#### Textauszug ####

Harri Günther
Harri Paul Günther (* 1. Dezember 1928 in Reichenbach im Vogtland; † 16. Juni 2023 in Potsdam) war ein deutscher Landschaftsarchitekt, Gartendenkmalpfleger und Publizist.
Leben und Werk
Günther war das älteste Kind des Kaufmanns Otto Günther (1904–1987) und dessen Frau Paula, geb. Opitz (1906–1994). Seine Schwestern waren Edith (1933–1997) und Renate (1935–2016). 1935 zog die Familie nach Dessau, wo sein Vater bei einem der Junkers-Werke eine Stelle als Industriekaufmann erhalten hatte. Günther besuchte dort ab 1935 die Volksschule und ab 1939 eine Oberschule für Jungen, das heutige Philanthropinum Dessau. In den letzten Tagen des Zweiten Weltkriegs diente er von Januar 1944 bis Mitte April 1945 in der Umgebung von Minden als Luftwaffenhelfer. 1947 machte Günther das Abitur und anschließend eine Lehre als Gärtner. Er wollte Forstwirt werden, aber seine Bewerbung beim Forstamt Haideburg blieb ohne Erfolg, wobei offenbar der Umstand eine Rolle spielte, dass er nicht aus einer Arbeiterfamilie kam und zudem sein Vater in der Zeit des Nationalsozialismus als Industriekaufmann in der Flugzeugindustrie tätig war.
Auch eine Bewerbung für ein Studium an der Freien Universität in Berlin-Dahlem war erfolglos. Schließlich erhielt er einen Studienplatz am Institut für Garten- und Landeskultur der Humboldt-Universität zu Berlin, das von Georg Pniower geleitet wurde. Vor allem die Vorlesungen von Willy Kurth und Wolfgang Sörrensen zur Geschichte der Gartenkunst bestärkten Günthers Neigung zu historischen Gärten. Von 1955 bis 1959 war Günther neben Dieter Hennebo Assistent am Institut. Mit Hennebo verband ihn eine lebenslange Freundschaft. 1959 promovierte über das Thema „Verhalten von Gehölzen unter großstädtischen Bedingungen“ zum Dr. agr. Anschließend war er von 1959 bis zum Eintritt in den Ruhestand 1992 Gartendirektor der Generaldirektion der Staatlichen Schlösser und Gärten Potsdam. Die Stelle war davor länger vakant gewesen.

#### Vorliegende Datensätze ####

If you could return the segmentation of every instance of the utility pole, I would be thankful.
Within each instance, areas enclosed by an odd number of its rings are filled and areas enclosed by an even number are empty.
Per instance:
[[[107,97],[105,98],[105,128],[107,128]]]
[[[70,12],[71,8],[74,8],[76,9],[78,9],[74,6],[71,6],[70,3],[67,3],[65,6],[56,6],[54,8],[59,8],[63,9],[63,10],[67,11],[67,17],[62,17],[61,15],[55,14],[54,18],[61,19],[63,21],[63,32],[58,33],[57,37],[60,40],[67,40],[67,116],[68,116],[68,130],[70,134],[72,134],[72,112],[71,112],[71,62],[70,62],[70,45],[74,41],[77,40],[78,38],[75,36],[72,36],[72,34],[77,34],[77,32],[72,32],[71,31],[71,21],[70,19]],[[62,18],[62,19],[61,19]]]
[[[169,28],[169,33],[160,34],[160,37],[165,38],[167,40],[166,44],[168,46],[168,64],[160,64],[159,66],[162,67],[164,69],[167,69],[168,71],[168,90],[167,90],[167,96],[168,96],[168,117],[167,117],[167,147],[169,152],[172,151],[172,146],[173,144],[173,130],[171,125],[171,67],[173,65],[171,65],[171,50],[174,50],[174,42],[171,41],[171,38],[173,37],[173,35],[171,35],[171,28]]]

####

*Arbeitsaufträge*:
- A) Beantworten Sie anhand des Textes über Harri Günther die folgenden Fragen:
(i) In welche Stadt zog die Familie 1935?
(ii) In welcher Gegend diente Günther als Luftwaffenhelfer?
(iii) Zu welchem Thema promovierte er 1959?
- B) Schreiben Sie den Text über Harri Günther im Anschluss an seinen letzten Satz weiter.

*Lösungen*:
- A)
(i) Nach Dessau.
(ii) In der Umgebung von Minden.
(iii) Zum Thema „Verhalten von Gehölzen unter großstädtischen Bedingungen“.

- B)
Günther hatte in den ersten Jahren mit einer weitgehenden Vernachlässigung der Anlagen zu kämpfen und organisierte umfassende Instandsetzungs- und Wiederherstellungsmaßnahmen. Dazu gehörte u. a. die Rekonstruktion des Parterres vor der Neptungrotte, der Weinbergterrassen[1], des Marlygartens mit dem Florabeet, der Partien am Chinesischen Haus und der Gärten rund um das Schloss Cecilienhof. Pionierarbeit leistete er bei der Wiederherstellung der Gehölzstrukturen. In einem Interview sagte er 2001 über seine Zeit in der DDR: „Die Hauptsache war für uns der Gehölzbestand.“[2]
1979 gründete Günther den Arbeitskreis Orangerien beim Kulturbund der DDR, den er bis 1989 leitete, und er prägte die Reihe der „Dendrologischen Wintertagungen“.
Nach dem Fall der Mauer koordinierte Günther den Abriss der Grenzanlagen im Neuen Garten und im Park Babelsberg.
Günther war als Fachmann der Gartenkunst und Gartenhistoriker ein außerordentlich produktiver Autor und Herausgeber. Die Liste seiner Veröffentlichungen umfasst mehr als 120 Titel, darunter das Buch Peter Josef Lenné. Gärten / Parke / Landschaften (VEB Verlag für Bauwesen, Berlin, 1985) und 1993 mit der Kunsthistorikerin Sibylle Harksen (1931–1999) der Katalog der Gartenpläne und Zeichnungen Lennés, ein Standardwerk zur Gartenkunst. Mit seinen Studien über Lenné lieferte er wichtige Impulse für die Aufnahme der Berlin-Potsdamer Kulturlandschaft ins UNESCO-Welterbe.
Günther starb in einer Potsdamer Seniorenresidenz und wurde auf dem Bornstedter Friedhof beigesetzt.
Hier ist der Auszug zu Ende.